‘It’s Like a Cage’: Palestinian American Who Fled Gaza Condemns Israeli ‘Siege’ in Interview With Jake Tapper
A Palestinian American mother who appealed to CNN’s Jake Tapper for help escaping Gaza joined him on set in Washington, D.C., Thursday to discuss her ordeal.
Haneen Okal, from Union County, New Jersey, was finally able to return to the United States after spending three weeks in war-torn Gaza. She first spoke to Tapper on Oct. 10, after Israel began its siege in retaliation for the Hamas attack that killed 1,200.
Okal said she she, her three young children, brother Abood, and his family, were able to escape, but many family members were left behind.
“My parents are still stuck there. My family members, relatives, my cousins. My brothers, siblings. All the civilians in Gaza. I want to talk about them specifically because as you see now what happening is a human catastrophe,” Okal said. “My parents now in Rafah. They flee from north to south, as well as so many thousands of Palestinians. Two million people. We are talking about two million people now,” she said, continuing:
There is lackness of food, lackness of electricity, lackness of water now. It’s like a siege. Israeli military is forcing people in this, forcing a siege. It’s like a cage. No medicine, no water, no electricity. They’re doing all the bombing while cutting off everything else. People are suffering because of lackness of everything that a human being needs to survive. When I was in Gaza, I was thinking, how am I going to survive? And now, look at all those civilians. They has to do nothing with what’s going on.

• **RAW DATA**
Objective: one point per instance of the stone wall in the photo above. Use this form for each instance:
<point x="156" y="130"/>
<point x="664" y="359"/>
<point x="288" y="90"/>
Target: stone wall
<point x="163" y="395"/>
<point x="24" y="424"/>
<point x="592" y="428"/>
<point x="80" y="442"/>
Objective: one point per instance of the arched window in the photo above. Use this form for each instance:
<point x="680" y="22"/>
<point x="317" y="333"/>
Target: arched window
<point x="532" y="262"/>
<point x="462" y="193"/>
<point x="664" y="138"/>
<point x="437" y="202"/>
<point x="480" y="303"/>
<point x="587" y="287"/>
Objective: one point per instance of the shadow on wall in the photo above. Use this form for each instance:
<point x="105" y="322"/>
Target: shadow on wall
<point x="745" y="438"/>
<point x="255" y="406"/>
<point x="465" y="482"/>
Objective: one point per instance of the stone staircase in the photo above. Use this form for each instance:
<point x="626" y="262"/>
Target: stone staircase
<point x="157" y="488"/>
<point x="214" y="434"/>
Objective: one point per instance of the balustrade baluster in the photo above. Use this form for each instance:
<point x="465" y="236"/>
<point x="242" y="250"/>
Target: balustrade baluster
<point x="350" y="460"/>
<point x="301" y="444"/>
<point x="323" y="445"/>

...

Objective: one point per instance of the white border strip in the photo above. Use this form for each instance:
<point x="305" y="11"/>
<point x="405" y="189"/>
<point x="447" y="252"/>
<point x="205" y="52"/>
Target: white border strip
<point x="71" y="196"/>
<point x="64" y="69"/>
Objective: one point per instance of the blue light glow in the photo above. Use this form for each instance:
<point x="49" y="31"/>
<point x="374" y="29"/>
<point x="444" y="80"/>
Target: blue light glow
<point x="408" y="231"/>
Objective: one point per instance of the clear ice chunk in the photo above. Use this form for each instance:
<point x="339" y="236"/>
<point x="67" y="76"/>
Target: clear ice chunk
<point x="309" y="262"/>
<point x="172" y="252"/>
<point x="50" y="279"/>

* * *

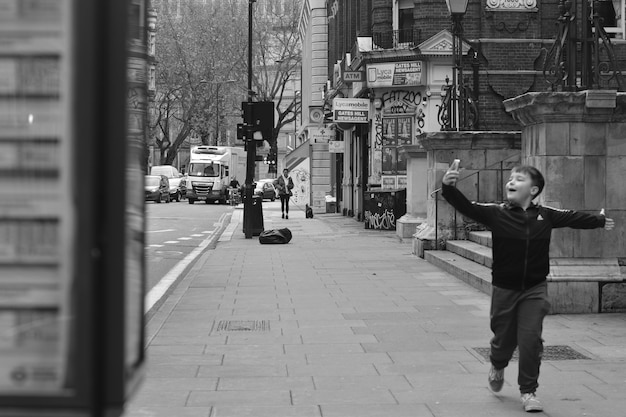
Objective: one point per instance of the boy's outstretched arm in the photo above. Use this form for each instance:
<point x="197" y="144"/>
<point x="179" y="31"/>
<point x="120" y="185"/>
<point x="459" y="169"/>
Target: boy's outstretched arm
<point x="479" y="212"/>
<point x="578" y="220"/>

• **EXERCISES TO COMPLETE**
A: Reproduce the Haneen Okal interview article word for word, starting at the words "Haneen Okal, from" and stopping after "were left behind.".
B: Write the next part of the Haneen Okal interview article, picking up after its last sentence.

• **ANSWERS BELOW**
A:
Haneen Okal, from Union County, New Jersey, was finally able to return to the United States after spending three weeks in war-torn Gaza. She first spoke to Tapper on Oct. 10, after Israel began its siege in retaliation for the Hamas attack that killed 1,200.
Okal said she she, her three young children, brother Abood, and his family, were able to escape, but many family members were left behind.

B:
“It must have been crazy because you were literally — because I remember talking to your brother, texting with your brother, and it was literally, ‘How am I going to get food for my family today,'” Tapper said.
Okal went on to talk about the hospitals shutting down and doctors performing operations without anesthesia.
“And premature babies, as I told you about, they’re dying slowly. Thousands of people are trapped under the rubble dying slowly. Nobody can reach them. The Red Cross are not able to help. Nobody can reach them. There is no fuel. You know? For anything to — the blackout of electricity is a big problem now. And this has to has an end.”
Okal then called for an immediate ceasefire, and said the United States is complicit in the “genocide” of Palestinians.
“And I’m sorry to say that, but the U.S. government, their responsibility of this violence, of this genocide, they need to stop sending weapons for Israel military. They need to stop sending money for this war.”
Watch the clip above via CNN.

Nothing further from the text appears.